→ Texto proporcionado
Cuando yo entré a Berkeley existían las cuotas para que los jóvenes de raíces hispanas pudieran entrar. Eso ha cambiado mucho. No vamos a poder continuar en este país, sacarlo adelante, si no hacemos una reforma comprensiva de la inmigración. Pero lo que yo le digo a la gente es que, primero que nada, como hispanos en este país tenemos que estudiar, tenemos que mejorar”.

En 1997, 10 años después de haber llegado al país, consiguió la nacionalidad estadunidense. “Hoy sería imposible”, reconoce. “En los años ochenta Ronald Reagan y el país abrieron sus puertas.

 Dijeron: ‘Vamos a hacer una amnistía para aquellos que han estado más de 10 años trabajando y les vamos a dar una tarjeta verde”.

Me pongo a pensar en por qué no podemos hacer una reforma conveniente no sólo para emigrantes, sino también para el país. Pero la situación política ha sido tan difícil que ahora nos enfocamos en el odio y en tratar de culpar a los inmigrantes por todos los problemas que tenemos.

Lo mejor que yo puedo hacer es seguir haciendo mi neurocirugía, mi investigación, para ser un modelo a imitar, para así poder ayudar a que nuestro gobierno diga:

‘Bueno, si tenemos este grupo de estudiantes hispanos que lo están haciendo muy bien, por qué no ayudarles’. Es una responsabilidad mutua, no nada más es una responsabilidad del país, sino también de nosotros como emigrantes”.
PROFESOR DE NEUROCIRUGÍA
Quiñones recuerda en su libro las palabras de uno de los profesores que le empujó a intentar entrar en una universidad de la Ivy League: “Alfredo, esto no es sólo por ti. Allí donde vayas estarás creando oportunidades para otros. Si recuerdas esto, te sorprenderá lo lejos que puedas llegar”.

→ Datos en bruto
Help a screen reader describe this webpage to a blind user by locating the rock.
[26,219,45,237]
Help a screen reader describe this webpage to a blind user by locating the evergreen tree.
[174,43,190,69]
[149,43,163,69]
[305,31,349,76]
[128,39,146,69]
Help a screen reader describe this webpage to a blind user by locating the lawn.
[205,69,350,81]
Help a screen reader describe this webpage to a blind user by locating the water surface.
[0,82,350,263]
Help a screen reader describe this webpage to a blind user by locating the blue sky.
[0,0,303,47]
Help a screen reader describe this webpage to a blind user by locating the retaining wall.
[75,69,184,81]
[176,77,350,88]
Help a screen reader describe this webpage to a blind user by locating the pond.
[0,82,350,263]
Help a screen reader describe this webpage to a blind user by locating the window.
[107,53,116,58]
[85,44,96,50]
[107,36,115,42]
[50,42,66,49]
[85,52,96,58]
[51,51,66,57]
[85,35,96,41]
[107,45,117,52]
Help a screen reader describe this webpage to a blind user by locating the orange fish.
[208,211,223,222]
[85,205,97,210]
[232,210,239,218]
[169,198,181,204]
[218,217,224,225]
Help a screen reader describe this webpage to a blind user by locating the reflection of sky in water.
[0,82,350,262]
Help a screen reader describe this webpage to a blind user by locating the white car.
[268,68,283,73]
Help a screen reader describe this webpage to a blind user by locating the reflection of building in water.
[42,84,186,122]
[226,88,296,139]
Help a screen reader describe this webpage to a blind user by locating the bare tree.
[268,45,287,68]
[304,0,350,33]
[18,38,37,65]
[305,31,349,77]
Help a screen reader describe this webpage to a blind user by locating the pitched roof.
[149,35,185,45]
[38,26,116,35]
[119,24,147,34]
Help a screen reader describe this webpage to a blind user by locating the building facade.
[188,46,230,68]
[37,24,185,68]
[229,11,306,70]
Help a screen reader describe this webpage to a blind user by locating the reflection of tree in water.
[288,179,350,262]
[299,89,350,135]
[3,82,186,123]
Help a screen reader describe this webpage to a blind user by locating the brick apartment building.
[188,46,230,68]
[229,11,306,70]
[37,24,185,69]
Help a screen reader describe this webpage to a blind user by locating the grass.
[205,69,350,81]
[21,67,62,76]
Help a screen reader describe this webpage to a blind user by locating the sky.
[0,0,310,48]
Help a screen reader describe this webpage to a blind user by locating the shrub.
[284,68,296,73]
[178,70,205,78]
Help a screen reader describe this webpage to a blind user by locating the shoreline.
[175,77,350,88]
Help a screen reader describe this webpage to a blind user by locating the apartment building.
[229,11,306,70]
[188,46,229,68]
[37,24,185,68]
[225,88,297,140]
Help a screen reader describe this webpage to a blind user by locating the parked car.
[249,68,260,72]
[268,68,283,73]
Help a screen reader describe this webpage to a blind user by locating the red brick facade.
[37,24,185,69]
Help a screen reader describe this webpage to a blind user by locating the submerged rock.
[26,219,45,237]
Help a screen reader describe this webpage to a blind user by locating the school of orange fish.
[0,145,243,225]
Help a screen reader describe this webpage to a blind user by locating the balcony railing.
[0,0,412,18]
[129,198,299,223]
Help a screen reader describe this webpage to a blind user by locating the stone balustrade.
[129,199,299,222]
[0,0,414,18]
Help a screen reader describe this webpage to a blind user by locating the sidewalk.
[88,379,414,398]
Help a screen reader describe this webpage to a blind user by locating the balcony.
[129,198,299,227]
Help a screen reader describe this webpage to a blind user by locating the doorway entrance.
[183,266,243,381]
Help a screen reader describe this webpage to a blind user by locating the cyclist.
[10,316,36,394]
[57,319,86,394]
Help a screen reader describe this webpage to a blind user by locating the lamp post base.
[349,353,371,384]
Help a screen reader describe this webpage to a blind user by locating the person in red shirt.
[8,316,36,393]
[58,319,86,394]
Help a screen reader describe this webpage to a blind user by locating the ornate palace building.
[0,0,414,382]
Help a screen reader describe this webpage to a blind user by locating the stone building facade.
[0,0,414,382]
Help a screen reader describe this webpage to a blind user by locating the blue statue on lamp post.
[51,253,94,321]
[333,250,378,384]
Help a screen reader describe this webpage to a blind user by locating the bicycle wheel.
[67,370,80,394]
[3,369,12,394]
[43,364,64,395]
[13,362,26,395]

→ Consigna
Reescribe de forma más breve el párrafo del fragmento que empieza con «Quiñones recuerda en su libro», sin perder sus datos principales. Las filas son un material independiente del texto.

→ Respuesta
En su libro, Quiñones evoca a un profesor que lo animó a aspirar a una universidad de la Ivy League. Le dijo que no era solo por él, que allí donde fuera abriría oportunidades para otros y que, si lo recordaba, llegaría muy lejos.